文書抜粋 -
────────────────────────────────────────
ガーネット系蛍光体としては、例えば、(Y,Gd,Lu,Tb,La)3(Al,Ga)5O12:(Ce,Eu,Nd)、
オルソシリケートとしては、例えば、(Ba,Sr,Ca,Mg)2SiO4:(Eu,Ce)、
(酸)窒化物蛍光体としては、例えば、(Ba,Ca,Mg)Si2O2N2:Eu(SION系蛍光体)、(Li,Ca)2(Si,Al)12(O,N)16:(Ce,Eu)(α-サイアロン蛍光体)、(Ca,Sr)AlSi4(O,N)7:(Ce,Eu)(1147蛍光体)、(La,Ca)3(Al,Si)6N11:Ce(LSN蛍光体)
などが挙げられる。
【0111】
尚、上記蛍光体においては、蛍光体の比重が大きく違わないLSN蛍光体が好ましい。
【0112】
(赤色蛍光体)
本発明の発光装置は、更に赤色蛍光体を含有していてもよい。赤色蛍光体としては、例えば、下記の蛍光体が好適に用いられる。
────────────────────────────────────────
課題 - 蛍光体に関する文書抜粋では、上記の蛍光体のうちどれが好ましいとされていますか？

データ抜粋 -
────────────────────────────────────────
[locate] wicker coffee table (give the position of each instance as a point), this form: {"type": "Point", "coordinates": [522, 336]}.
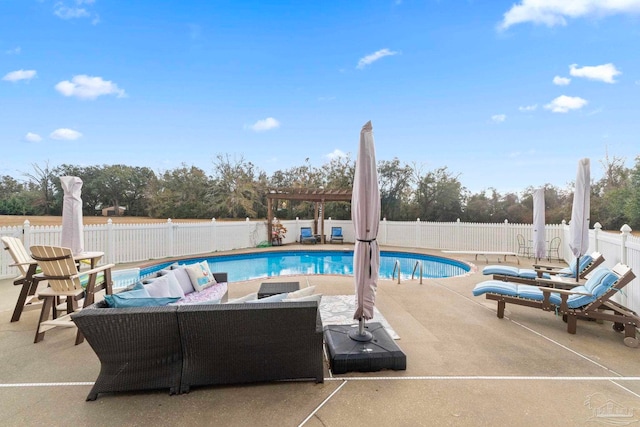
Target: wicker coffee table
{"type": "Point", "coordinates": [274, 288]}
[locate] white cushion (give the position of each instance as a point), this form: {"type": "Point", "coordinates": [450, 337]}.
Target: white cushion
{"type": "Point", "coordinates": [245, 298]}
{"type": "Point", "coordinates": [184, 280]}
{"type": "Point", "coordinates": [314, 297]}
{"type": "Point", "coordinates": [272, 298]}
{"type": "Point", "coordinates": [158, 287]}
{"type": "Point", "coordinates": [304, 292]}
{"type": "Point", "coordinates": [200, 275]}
────────────────────────────────────────
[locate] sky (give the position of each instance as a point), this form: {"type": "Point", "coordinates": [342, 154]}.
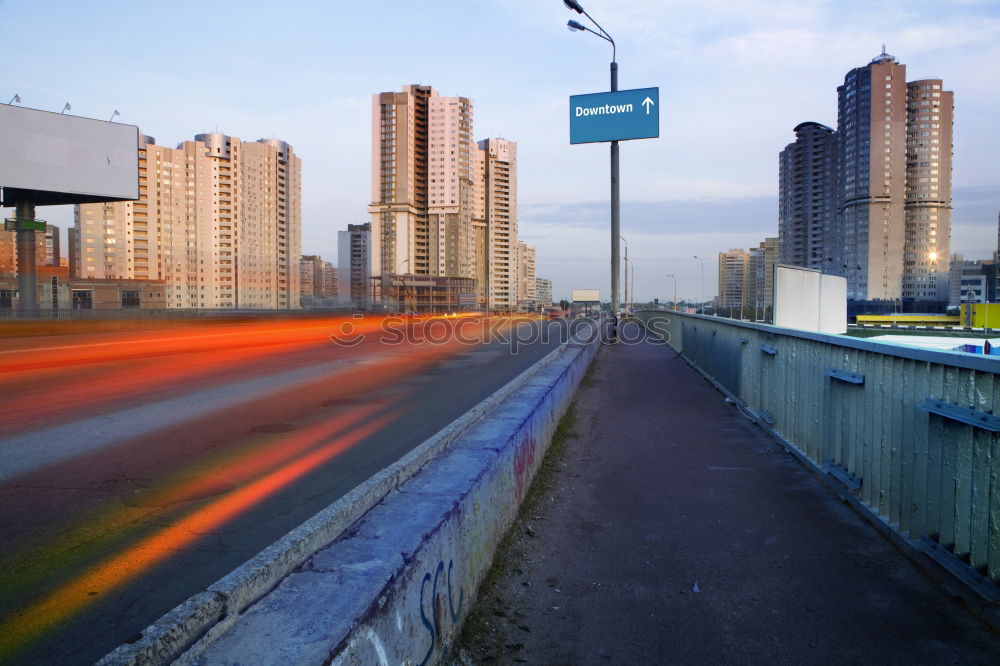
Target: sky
────────────────────────────────────────
回答 - 蛍光体の比重が大きく違わないLSN蛍光体です。